> WHAT YOU NEED TO DO
Only lines that contain the word "white" belong in the answer; copy them from the records below.
Start of EXERCISE DATA
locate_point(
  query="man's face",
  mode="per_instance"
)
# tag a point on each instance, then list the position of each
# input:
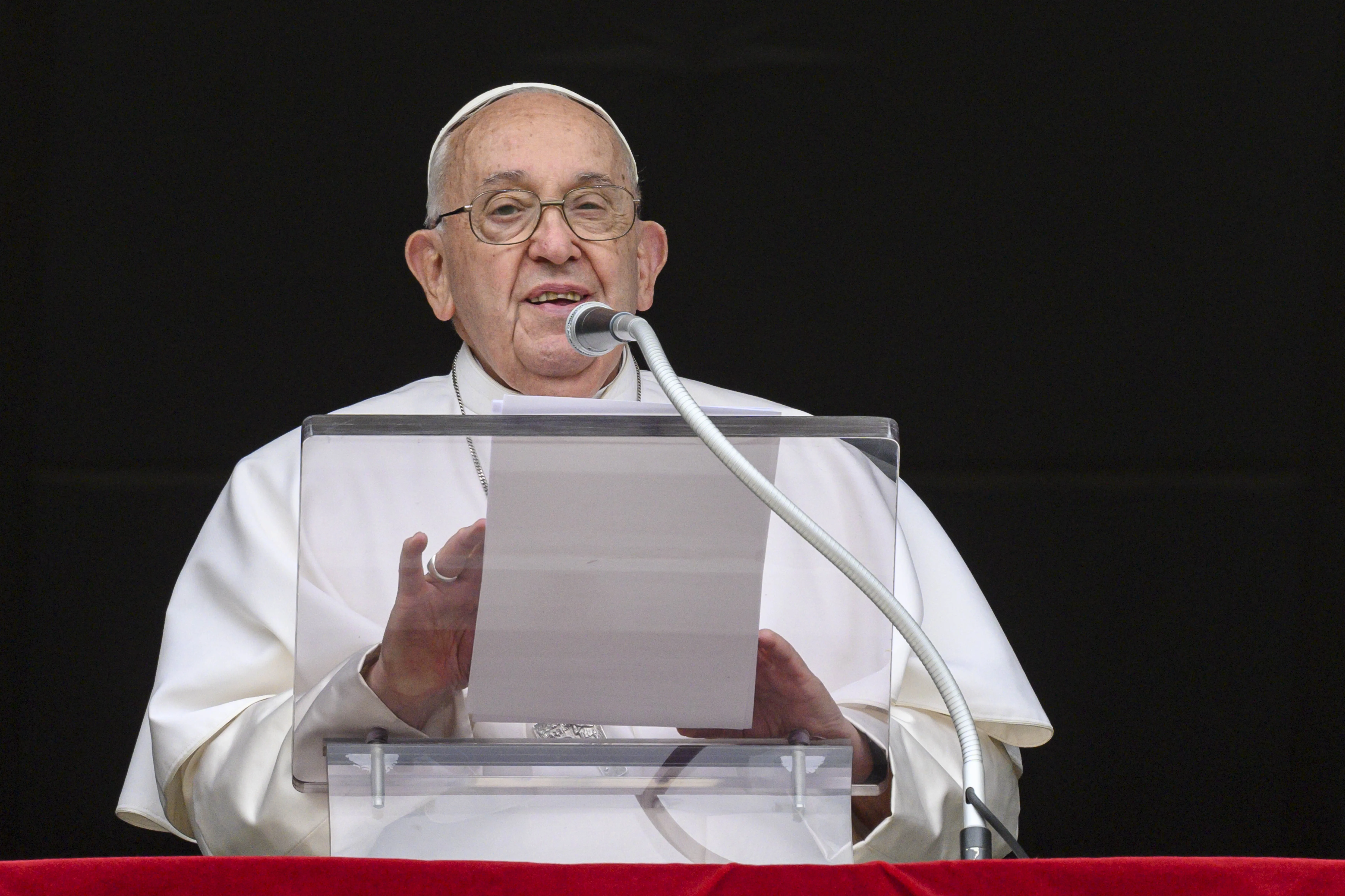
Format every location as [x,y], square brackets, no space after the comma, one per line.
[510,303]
End of EXERCISE DATA
Start of EXERCISE DATA
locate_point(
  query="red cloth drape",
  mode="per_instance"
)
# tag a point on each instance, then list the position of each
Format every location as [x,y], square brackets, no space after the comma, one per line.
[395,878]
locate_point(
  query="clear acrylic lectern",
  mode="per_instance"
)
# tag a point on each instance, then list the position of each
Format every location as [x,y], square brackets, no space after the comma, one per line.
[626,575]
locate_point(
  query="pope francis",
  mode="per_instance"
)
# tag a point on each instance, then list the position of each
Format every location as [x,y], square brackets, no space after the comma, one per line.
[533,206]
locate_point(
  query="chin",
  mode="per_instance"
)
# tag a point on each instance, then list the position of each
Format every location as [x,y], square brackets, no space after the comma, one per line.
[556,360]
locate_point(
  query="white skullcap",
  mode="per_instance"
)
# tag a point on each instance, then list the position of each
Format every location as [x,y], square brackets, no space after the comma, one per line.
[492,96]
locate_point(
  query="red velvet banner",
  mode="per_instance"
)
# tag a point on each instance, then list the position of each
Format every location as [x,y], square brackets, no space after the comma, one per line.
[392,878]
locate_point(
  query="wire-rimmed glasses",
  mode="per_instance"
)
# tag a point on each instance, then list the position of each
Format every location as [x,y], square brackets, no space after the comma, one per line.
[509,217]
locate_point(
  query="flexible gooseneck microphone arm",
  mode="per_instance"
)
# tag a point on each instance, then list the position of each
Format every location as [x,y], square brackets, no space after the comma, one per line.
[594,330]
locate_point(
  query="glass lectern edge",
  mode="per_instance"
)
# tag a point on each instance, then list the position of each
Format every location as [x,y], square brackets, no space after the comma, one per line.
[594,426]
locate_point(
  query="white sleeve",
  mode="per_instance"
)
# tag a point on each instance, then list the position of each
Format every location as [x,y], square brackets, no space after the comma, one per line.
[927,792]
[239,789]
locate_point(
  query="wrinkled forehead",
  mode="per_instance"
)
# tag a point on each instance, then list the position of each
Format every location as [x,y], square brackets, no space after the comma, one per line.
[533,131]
End of EXERCISE DATA
Start of EXERCISE DATA
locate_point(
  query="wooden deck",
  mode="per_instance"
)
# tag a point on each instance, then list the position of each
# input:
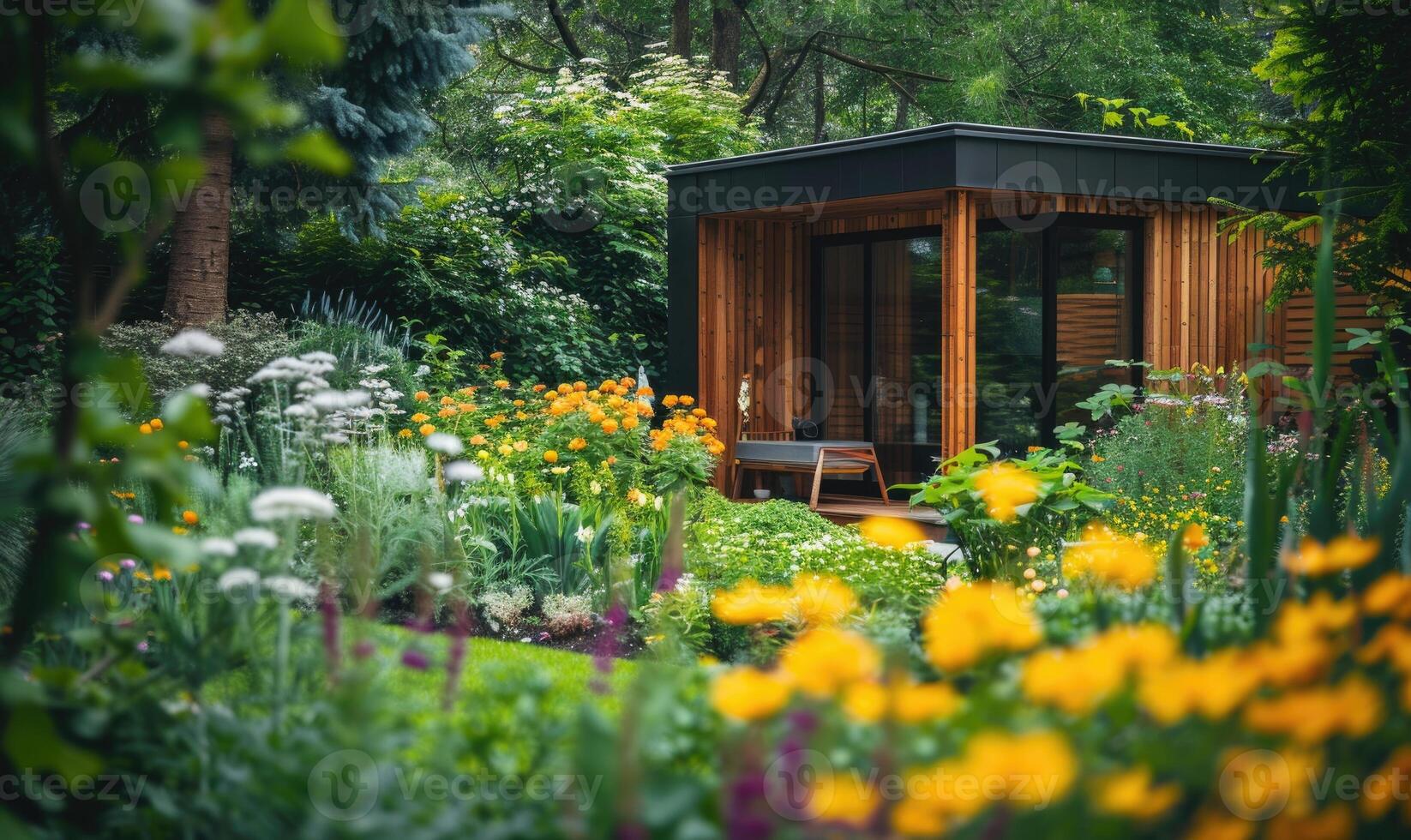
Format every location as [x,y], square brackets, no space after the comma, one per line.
End of EXERCISE DATA
> EXERCISE OUTPUT
  query="white skullcap",
  query="white sleeve",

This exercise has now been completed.